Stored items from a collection

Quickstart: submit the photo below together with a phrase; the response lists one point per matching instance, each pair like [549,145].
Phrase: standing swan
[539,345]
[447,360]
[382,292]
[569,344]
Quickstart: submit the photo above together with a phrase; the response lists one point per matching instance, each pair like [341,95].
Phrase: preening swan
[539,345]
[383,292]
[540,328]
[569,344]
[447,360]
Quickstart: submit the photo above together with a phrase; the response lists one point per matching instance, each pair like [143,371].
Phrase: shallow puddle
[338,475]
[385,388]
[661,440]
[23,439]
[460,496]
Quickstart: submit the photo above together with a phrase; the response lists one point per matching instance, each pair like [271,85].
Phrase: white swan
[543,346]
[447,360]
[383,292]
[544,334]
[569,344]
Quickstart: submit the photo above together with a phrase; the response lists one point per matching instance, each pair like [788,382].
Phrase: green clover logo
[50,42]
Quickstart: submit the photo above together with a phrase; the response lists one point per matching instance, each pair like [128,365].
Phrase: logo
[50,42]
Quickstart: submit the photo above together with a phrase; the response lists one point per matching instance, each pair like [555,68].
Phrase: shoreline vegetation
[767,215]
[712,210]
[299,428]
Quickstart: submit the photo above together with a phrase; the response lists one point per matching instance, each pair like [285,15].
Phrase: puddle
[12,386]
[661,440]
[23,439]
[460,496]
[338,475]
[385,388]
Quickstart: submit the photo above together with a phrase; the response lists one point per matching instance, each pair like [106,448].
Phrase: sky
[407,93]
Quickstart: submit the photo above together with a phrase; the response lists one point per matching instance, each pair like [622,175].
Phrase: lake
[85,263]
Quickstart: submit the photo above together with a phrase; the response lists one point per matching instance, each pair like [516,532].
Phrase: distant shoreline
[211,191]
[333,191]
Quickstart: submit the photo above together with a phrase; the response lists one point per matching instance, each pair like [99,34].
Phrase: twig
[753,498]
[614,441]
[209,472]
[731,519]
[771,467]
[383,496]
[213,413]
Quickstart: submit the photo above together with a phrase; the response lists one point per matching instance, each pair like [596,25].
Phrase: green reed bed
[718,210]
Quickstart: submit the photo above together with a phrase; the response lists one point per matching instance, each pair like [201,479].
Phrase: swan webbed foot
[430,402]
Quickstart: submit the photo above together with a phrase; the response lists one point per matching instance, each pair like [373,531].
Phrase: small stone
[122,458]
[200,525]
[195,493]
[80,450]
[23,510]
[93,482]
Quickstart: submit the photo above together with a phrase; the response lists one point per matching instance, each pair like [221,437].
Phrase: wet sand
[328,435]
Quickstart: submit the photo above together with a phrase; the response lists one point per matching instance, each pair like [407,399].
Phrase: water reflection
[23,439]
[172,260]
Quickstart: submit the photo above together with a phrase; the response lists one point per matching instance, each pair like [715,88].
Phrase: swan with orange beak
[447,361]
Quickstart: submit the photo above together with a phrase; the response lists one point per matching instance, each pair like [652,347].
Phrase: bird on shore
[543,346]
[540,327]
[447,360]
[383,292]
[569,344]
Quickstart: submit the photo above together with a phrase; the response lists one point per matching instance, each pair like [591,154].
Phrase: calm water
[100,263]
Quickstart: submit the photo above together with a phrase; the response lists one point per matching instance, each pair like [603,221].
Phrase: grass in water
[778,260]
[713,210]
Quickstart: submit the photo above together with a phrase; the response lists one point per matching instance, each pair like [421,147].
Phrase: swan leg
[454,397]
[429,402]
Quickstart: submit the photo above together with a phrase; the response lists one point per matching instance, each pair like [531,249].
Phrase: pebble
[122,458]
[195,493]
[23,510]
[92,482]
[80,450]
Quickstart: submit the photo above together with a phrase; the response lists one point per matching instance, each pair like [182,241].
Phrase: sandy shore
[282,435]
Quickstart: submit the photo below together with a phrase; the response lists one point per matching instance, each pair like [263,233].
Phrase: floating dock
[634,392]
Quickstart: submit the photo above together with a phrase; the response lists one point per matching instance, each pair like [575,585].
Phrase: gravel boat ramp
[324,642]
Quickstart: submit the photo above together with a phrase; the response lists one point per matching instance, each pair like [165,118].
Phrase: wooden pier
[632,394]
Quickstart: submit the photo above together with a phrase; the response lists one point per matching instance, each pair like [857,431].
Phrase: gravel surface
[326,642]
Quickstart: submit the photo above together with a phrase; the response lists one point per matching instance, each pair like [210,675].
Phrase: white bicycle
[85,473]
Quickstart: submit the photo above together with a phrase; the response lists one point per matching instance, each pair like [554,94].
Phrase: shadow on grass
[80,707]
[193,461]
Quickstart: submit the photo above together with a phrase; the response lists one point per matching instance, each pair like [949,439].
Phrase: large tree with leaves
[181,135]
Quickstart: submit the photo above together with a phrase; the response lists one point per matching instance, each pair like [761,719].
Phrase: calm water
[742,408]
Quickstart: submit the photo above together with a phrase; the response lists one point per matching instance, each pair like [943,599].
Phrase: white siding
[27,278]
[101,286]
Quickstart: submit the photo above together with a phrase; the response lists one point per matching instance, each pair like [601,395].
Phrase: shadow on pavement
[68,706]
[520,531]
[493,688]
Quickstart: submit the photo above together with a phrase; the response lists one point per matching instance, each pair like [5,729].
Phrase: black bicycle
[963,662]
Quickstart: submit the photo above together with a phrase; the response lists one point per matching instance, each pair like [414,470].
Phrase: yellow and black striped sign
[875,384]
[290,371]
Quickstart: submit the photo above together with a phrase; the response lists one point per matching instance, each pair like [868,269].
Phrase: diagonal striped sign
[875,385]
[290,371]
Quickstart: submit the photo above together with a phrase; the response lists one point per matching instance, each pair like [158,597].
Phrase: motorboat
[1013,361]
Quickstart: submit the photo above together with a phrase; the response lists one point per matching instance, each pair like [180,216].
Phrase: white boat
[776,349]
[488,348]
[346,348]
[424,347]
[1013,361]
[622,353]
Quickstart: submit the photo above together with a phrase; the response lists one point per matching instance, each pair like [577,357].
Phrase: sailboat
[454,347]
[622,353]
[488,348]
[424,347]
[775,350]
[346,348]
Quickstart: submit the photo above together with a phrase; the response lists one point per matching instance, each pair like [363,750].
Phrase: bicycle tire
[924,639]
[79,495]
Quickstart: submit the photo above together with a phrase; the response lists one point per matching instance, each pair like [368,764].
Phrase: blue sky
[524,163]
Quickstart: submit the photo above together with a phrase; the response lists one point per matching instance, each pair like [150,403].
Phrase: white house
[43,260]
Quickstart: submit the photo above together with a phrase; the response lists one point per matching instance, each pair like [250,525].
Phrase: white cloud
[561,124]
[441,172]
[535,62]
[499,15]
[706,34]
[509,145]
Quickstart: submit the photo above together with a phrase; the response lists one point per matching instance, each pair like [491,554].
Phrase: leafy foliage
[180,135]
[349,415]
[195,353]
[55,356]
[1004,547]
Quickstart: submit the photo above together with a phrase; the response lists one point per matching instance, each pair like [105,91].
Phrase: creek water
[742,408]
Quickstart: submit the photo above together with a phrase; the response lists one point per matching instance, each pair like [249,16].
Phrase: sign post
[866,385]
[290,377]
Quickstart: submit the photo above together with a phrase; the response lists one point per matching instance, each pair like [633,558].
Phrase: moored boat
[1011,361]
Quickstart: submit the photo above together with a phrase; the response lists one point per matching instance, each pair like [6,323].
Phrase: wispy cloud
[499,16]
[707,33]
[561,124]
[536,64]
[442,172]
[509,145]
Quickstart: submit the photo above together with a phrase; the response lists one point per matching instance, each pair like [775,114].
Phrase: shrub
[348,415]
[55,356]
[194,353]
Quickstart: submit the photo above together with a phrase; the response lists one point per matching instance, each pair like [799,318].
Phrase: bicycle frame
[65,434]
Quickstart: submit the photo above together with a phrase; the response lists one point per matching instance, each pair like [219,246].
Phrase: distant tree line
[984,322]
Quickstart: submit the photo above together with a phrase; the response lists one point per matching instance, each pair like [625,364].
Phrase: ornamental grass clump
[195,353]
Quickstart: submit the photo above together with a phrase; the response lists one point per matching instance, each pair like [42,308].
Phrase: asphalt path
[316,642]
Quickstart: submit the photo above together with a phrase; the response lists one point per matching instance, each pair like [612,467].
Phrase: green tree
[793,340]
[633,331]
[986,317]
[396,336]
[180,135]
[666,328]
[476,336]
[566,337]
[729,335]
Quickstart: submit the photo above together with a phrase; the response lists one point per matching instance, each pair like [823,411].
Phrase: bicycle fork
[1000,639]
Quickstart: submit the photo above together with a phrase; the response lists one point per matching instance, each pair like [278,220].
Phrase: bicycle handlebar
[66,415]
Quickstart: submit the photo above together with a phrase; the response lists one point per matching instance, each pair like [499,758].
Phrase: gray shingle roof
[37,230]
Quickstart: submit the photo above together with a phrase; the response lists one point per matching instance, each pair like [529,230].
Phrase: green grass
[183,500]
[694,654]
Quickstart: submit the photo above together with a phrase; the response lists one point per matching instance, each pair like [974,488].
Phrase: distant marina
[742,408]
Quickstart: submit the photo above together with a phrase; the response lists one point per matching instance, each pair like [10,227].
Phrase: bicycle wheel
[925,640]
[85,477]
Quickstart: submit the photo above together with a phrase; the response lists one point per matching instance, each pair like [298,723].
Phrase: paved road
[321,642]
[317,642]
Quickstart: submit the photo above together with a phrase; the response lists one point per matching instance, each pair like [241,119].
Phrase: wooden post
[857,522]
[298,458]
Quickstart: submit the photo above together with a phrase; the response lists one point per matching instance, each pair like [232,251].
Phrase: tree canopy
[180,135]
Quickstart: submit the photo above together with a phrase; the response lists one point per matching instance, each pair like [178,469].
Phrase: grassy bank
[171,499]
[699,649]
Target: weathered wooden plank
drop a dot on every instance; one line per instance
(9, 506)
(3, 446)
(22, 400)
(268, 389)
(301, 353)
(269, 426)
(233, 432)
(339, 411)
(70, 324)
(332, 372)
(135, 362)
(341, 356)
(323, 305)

_INSTRUCTIONS FOR THE TASK_
Write out exactly the final stretch of the records: the line containing "pair like [241,119]." and every line after it, through the last, and nothing else.

_ANSWER TO THE PROBLEM_
Quickstart: submit the photo above together with a phrase; the response lists one point per matching instance, each pair like [241,119].
Phrase: wooden post
[857,522]
[298,458]
Quickstart: submit the photo above together with a phrase; the response lists one point per matching instance, each pair like [232,251].
Phrase: tree canopy
[180,135]
Quickstart: submit the photo above together with a phrase; the response lists one point per matching instance, each pair like [178,469].
Phrase: grassy bank
[171,499]
[699,649]
Target: weathered wooden plank
drop a dot on every instance; one line per instance
(9, 506)
(3, 446)
(22, 400)
(268, 389)
(301, 353)
(269, 426)
(233, 432)
(339, 411)
(70, 324)
(332, 372)
(135, 362)
(341, 356)
(323, 305)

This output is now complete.